[Stored data]
= = = = =

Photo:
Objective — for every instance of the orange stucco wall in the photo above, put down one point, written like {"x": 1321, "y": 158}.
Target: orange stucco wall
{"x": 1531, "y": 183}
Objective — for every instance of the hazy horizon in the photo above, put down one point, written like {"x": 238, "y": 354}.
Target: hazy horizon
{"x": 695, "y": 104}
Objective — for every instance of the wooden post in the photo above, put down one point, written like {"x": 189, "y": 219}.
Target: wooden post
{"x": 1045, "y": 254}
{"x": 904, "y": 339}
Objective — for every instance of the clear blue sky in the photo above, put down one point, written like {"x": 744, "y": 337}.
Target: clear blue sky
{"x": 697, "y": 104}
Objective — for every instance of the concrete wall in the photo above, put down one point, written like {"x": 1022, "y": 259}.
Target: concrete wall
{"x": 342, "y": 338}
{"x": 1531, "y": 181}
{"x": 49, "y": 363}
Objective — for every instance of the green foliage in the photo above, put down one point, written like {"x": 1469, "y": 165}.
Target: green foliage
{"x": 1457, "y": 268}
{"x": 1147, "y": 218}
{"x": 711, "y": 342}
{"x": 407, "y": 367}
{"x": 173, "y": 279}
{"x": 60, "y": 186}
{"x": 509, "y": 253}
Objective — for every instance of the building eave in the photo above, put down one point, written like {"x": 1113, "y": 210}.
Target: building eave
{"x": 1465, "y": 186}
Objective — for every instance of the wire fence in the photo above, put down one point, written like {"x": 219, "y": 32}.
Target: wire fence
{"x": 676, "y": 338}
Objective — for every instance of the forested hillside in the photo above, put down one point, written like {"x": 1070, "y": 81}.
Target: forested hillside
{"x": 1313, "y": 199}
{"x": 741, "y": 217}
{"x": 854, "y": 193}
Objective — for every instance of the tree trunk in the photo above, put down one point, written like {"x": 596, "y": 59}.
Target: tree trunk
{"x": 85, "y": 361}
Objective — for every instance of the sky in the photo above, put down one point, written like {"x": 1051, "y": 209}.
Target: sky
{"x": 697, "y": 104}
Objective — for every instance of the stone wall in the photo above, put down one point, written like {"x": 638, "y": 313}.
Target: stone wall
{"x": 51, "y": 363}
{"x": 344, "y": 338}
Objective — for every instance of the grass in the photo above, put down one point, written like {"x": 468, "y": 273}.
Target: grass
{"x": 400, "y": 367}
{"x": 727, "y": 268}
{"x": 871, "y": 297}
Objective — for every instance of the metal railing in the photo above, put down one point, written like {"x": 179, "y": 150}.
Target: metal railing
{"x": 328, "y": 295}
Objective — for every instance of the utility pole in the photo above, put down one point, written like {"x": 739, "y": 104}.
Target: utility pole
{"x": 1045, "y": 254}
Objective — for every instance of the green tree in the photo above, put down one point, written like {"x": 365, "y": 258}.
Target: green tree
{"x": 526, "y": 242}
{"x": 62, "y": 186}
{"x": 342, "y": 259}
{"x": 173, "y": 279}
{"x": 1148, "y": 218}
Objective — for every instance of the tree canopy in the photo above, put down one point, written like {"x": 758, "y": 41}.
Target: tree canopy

= = = = =

Each line of the data should be reproduced exactly as it appears.

Photo:
Objective — for every instance of the orange stucco wall in the photo above, put down one point, written like {"x": 1321, "y": 158}.
Target: orange stucco wall
{"x": 1531, "y": 183}
Objective — for every instance of the hazy horizon in the photo above, put down one point, written like {"x": 238, "y": 354}.
Target: hazy horizon
{"x": 695, "y": 104}
Objective — for every instance of the wooden post in the photo above, put down one point, written like {"x": 189, "y": 219}.
Target: wooden post
{"x": 1045, "y": 254}
{"x": 904, "y": 339}
Objective — for every instance of the clear blue sky in the photo above, put down one point, written like {"x": 744, "y": 337}.
Target: clear blue sky
{"x": 697, "y": 104}
Objective — for every instance of the concrete wall in the photo above, put down one point, written like {"x": 1022, "y": 259}.
Target: concrete wall
{"x": 342, "y": 338}
{"x": 1531, "y": 181}
{"x": 49, "y": 363}
Objective — for every instance of the green foliage in the photo above, put down one point, written like {"x": 1469, "y": 165}.
Target: green foliage
{"x": 1457, "y": 268}
{"x": 1147, "y": 218}
{"x": 711, "y": 342}
{"x": 407, "y": 367}
{"x": 173, "y": 279}
{"x": 60, "y": 186}
{"x": 509, "y": 253}
Objective — for every instance of the building eave in the photo above, put down one point, written like {"x": 1113, "y": 210}.
Target: building eave
{"x": 1465, "y": 186}
Objective — for every instance of the wire fence in the photo above, put down one point, written like {"x": 219, "y": 32}.
Target: wire fence
{"x": 676, "y": 338}
Objective — for every instance of the forested hillside in the photo above, put down one point, written like {"x": 1070, "y": 81}.
Target: forested hillside
{"x": 1313, "y": 199}
{"x": 741, "y": 217}
{"x": 854, "y": 193}
Objective — for every instance of the tree trunk in the photo above, put down one point, written like {"x": 596, "y": 59}.
Target: tree trunk
{"x": 85, "y": 361}
Objective — for every instance of the sky in the photo above, put down one point, written like {"x": 1051, "y": 209}.
Target: sky
{"x": 697, "y": 104}
Objective — for every instance of the stone wall in the photo above, put down one point, written like {"x": 638, "y": 313}.
Target: stone wall
{"x": 51, "y": 363}
{"x": 344, "y": 338}
Objective — for every instance of the grass in the photo above, put down one point, written like {"x": 468, "y": 273}.
Target: grass
{"x": 400, "y": 367}
{"x": 727, "y": 268}
{"x": 871, "y": 297}
Objective — for every instance of the metal railing in the photo above, put down one point, written like {"x": 179, "y": 150}.
Target: metal railing
{"x": 328, "y": 295}
Objective — for every instance of the utility pole in the photo above, put down one point, written like {"x": 739, "y": 104}.
Target: utility pole
{"x": 1045, "y": 254}
Objective — for every instance of the green tree in the photo above, put down one point, written like {"x": 365, "y": 258}.
Target: green tree
{"x": 526, "y": 242}
{"x": 62, "y": 186}
{"x": 342, "y": 259}
{"x": 173, "y": 279}
{"x": 1148, "y": 218}
Objective — for every instance of the tree canopy in the photo above, put down one point, written like {"x": 758, "y": 41}.
Target: tree canopy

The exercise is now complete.